■ **Instructions to follow**: Write out, exactly as they stand, the line containing "Would you be able to point out the tram in" and all subsequent lines up to and including the final line of the records.

■ **Given records**:
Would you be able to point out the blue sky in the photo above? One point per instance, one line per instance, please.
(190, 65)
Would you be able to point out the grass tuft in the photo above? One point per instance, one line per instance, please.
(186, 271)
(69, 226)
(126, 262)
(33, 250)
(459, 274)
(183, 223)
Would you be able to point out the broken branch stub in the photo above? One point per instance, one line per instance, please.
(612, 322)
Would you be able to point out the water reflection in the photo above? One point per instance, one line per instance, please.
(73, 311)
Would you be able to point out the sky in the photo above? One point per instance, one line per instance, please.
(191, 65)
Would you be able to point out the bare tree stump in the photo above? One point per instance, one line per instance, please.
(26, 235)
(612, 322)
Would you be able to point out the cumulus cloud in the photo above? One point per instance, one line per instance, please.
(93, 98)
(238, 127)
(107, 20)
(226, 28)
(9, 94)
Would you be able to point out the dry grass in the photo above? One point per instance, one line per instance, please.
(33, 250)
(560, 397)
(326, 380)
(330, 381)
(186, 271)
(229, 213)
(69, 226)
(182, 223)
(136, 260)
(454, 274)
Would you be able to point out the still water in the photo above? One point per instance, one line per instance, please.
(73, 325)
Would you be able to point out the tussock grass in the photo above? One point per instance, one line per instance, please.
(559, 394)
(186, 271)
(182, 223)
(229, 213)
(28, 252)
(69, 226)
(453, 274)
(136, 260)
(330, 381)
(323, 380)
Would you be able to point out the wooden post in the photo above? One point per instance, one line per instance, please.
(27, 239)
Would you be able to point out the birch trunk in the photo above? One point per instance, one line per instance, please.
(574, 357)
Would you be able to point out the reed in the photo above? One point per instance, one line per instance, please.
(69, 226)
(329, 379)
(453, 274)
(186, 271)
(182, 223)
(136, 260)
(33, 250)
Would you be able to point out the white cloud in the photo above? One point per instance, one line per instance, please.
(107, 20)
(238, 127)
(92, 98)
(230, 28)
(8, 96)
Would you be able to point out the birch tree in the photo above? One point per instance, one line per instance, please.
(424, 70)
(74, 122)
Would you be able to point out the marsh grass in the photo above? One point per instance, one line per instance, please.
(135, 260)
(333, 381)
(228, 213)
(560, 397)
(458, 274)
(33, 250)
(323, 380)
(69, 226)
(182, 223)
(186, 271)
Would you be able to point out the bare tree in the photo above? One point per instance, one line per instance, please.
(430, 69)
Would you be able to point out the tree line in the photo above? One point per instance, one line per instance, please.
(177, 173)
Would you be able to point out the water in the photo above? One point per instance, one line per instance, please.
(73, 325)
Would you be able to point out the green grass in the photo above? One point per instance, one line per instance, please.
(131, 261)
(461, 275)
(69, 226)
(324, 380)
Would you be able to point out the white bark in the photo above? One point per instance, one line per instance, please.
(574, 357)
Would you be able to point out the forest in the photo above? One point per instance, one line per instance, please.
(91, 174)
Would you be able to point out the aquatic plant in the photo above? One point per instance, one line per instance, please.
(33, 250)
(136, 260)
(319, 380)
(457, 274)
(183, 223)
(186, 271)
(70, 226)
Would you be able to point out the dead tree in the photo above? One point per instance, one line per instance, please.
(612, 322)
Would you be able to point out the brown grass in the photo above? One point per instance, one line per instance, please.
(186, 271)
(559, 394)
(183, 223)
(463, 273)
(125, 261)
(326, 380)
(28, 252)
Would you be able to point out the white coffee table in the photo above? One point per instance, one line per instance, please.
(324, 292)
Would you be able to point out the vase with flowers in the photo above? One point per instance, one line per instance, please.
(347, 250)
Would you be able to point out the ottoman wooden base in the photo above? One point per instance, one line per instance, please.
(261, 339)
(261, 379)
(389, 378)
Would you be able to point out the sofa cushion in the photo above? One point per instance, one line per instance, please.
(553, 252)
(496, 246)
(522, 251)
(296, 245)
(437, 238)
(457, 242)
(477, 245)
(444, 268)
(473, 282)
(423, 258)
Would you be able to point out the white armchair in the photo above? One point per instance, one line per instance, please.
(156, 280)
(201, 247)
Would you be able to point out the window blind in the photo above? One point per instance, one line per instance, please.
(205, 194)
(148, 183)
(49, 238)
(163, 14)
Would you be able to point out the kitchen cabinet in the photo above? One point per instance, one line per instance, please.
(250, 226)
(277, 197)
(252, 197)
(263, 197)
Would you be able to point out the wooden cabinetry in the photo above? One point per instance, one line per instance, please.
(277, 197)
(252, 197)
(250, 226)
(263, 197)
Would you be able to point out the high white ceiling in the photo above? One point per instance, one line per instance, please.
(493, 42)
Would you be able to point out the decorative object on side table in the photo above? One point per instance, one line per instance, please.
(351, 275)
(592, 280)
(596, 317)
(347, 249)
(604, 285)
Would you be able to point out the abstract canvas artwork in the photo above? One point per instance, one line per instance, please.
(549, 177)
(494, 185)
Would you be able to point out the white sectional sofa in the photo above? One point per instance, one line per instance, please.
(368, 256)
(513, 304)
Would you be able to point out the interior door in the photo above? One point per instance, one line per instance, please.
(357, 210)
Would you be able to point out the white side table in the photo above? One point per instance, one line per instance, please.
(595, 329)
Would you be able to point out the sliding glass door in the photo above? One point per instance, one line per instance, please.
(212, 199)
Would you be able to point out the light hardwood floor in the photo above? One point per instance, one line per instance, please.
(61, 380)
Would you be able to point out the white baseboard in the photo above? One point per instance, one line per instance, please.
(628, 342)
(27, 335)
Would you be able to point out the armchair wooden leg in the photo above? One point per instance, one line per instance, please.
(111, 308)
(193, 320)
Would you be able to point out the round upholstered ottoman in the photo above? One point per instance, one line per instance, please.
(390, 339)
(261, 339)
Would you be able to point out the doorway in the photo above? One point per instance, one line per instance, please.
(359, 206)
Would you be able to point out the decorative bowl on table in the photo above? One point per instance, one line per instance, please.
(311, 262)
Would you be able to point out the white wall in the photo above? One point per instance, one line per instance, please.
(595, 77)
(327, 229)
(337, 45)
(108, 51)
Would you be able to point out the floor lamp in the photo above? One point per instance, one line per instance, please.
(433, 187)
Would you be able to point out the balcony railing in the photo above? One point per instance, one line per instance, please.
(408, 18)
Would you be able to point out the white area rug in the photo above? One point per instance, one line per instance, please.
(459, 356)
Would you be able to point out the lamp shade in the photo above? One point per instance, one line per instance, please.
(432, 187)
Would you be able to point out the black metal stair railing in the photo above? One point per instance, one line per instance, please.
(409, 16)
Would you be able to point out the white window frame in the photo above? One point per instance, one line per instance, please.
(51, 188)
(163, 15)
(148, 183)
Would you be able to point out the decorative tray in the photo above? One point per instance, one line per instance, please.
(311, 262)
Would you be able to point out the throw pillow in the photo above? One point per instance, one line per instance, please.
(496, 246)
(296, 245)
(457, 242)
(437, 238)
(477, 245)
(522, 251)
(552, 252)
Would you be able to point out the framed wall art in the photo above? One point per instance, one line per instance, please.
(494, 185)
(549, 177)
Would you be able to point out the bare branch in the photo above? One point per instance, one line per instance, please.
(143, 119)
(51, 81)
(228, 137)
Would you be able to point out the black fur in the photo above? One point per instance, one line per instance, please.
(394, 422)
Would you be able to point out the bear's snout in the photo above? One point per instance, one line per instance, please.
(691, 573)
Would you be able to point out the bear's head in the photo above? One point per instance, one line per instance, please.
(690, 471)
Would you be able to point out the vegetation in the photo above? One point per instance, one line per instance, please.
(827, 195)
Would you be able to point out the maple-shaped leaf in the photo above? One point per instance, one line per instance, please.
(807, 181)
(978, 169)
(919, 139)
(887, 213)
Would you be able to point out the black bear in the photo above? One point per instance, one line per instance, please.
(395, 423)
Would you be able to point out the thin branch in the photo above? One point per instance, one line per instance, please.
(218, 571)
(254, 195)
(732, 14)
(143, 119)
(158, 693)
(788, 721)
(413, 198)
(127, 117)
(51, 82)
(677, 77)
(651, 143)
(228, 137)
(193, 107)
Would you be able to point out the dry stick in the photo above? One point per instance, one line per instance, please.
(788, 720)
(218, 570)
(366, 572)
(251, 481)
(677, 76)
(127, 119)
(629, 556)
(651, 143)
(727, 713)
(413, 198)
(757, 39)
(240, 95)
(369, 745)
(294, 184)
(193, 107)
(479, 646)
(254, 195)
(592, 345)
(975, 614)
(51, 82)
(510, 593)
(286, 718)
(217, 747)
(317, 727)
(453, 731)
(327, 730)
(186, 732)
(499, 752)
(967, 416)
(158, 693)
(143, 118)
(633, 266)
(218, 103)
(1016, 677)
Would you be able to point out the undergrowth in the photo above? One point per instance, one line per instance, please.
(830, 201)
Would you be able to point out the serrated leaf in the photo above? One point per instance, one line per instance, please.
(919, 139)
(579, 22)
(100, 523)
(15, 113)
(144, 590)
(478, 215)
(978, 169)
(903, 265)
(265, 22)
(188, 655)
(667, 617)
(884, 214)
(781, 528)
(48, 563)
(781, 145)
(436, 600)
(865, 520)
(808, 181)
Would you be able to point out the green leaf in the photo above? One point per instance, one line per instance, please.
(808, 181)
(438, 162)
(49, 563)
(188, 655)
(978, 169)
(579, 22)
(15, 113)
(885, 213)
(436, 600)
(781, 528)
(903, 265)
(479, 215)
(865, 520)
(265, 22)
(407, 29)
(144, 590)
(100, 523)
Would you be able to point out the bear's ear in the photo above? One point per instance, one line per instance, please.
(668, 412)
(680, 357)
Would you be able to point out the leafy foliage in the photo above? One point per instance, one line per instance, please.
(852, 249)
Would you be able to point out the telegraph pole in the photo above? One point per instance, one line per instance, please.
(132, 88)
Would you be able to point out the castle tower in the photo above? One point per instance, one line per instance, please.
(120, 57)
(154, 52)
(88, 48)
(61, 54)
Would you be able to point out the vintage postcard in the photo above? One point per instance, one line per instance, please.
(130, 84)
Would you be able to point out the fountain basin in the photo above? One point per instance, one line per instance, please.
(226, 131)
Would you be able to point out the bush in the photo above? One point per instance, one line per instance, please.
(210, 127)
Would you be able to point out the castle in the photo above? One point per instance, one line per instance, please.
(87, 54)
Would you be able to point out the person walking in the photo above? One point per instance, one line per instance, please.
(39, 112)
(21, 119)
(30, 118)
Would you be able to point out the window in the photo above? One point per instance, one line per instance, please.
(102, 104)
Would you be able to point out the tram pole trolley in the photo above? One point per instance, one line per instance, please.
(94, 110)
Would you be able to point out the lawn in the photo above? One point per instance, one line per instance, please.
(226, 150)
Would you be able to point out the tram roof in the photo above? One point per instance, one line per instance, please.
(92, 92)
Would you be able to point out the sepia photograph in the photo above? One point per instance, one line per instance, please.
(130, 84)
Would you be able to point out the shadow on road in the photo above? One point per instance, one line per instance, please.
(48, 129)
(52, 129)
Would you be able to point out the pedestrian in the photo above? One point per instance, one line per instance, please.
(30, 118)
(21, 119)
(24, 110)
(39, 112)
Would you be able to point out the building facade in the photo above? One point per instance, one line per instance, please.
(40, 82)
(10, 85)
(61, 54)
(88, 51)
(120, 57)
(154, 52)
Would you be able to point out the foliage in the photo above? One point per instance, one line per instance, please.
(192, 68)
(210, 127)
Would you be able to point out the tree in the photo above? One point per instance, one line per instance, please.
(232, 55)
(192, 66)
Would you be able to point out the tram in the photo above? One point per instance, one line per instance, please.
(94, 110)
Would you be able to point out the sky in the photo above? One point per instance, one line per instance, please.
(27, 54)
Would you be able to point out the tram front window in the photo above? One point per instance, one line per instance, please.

■ **Result of this task**:
Would you be able to point out the tram in the photo above? One point per instance, one line per instance, please.
(94, 110)
Would you be able to point out the sky in the photo above? One point per instance, one line per instance, please.
(27, 54)
Would you be able to point out the tram front window in the photo above? One point per instance, one line per instance, please.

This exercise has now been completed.